What you have to do:
Write out each line exactly as it stands, please.

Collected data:
──────────────────────────────

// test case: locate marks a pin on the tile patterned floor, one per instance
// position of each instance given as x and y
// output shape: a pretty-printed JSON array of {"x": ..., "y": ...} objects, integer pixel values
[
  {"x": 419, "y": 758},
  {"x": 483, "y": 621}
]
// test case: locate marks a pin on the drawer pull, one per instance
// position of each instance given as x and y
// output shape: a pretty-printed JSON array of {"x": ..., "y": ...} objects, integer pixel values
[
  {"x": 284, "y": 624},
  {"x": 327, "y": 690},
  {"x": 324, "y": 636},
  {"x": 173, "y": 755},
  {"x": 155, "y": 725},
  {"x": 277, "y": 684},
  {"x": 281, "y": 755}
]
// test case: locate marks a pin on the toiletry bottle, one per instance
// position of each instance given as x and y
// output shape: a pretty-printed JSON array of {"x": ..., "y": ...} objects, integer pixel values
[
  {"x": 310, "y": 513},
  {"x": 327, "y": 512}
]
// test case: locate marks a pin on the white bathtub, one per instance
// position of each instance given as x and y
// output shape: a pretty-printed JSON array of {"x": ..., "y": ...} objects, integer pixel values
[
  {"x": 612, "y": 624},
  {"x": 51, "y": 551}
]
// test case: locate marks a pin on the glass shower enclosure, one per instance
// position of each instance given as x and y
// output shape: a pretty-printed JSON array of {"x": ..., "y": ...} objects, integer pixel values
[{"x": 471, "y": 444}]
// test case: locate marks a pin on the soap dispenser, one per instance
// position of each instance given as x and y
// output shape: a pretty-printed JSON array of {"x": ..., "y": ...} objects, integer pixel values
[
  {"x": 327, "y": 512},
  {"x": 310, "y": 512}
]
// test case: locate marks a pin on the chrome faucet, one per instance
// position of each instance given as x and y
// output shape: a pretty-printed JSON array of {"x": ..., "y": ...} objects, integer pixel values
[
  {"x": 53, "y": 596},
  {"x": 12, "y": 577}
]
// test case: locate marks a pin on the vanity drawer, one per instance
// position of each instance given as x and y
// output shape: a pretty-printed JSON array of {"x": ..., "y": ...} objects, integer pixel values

──────────────────────────────

Expected answer:
// test case: locate marks a pin on the tile patterned floor, one per instance
// position of each instance given as x and y
// output shape: a pretty-printed JSON array of {"x": ..., "y": ...} objects, integer pixel values
[
  {"x": 419, "y": 758},
  {"x": 483, "y": 621}
]
// test case: locate marks a pin on the drawer pull, one per instance
// position of each instance given as x and y
// output shape: a pretty-printed JSON array of {"x": ..., "y": ...} objects, integer pixel values
[
  {"x": 284, "y": 624},
  {"x": 327, "y": 690},
  {"x": 324, "y": 636},
  {"x": 173, "y": 755},
  {"x": 155, "y": 725},
  {"x": 277, "y": 684},
  {"x": 281, "y": 755}
]
// test case: locate marks a pin on the toiletry bottle, one per instance
// position of each instance given as x and y
// output shape: a pretty-printed JSON array of {"x": ..., "y": ...} objects, integer pixel values
[
  {"x": 310, "y": 513},
  {"x": 327, "y": 512}
]
// test case: locate marks a pin on the white bathtub, one per instance
// position of each instance given as x and y
// output shape: a pretty-printed JSON array of {"x": ..., "y": ...} objects, integer pixel values
[
  {"x": 612, "y": 624},
  {"x": 51, "y": 551}
]
// test case: locate marks a pin on the glass shower enclosure, one per instance
// position of each instance given as x and y
// output shape: a pretty-printed JSON array of {"x": ..., "y": ...} objects, integer pixel values
[{"x": 471, "y": 444}]
// test case: locate marks a pin on the soap dispenser, one per instance
// position of each instance given as x and y
// output shape: a pretty-printed JSON array of {"x": ..., "y": ...} objects, integer pixel values
[
  {"x": 327, "y": 512},
  {"x": 310, "y": 512}
]
// test case: locate marks a pin on the chrome faucet, one per instance
// position of each instance given as x and y
// output shape: a pretty-printed JSON array of {"x": ..., "y": ...} objects, integer pixel values
[
  {"x": 53, "y": 596},
  {"x": 12, "y": 577}
]
// test case: locate marks a pin on the vanity drawer, one per instance
// position of each instance given as x and y
// output shape: a pretty-printed JSON array of {"x": ..., "y": ...} objects, integer pixel values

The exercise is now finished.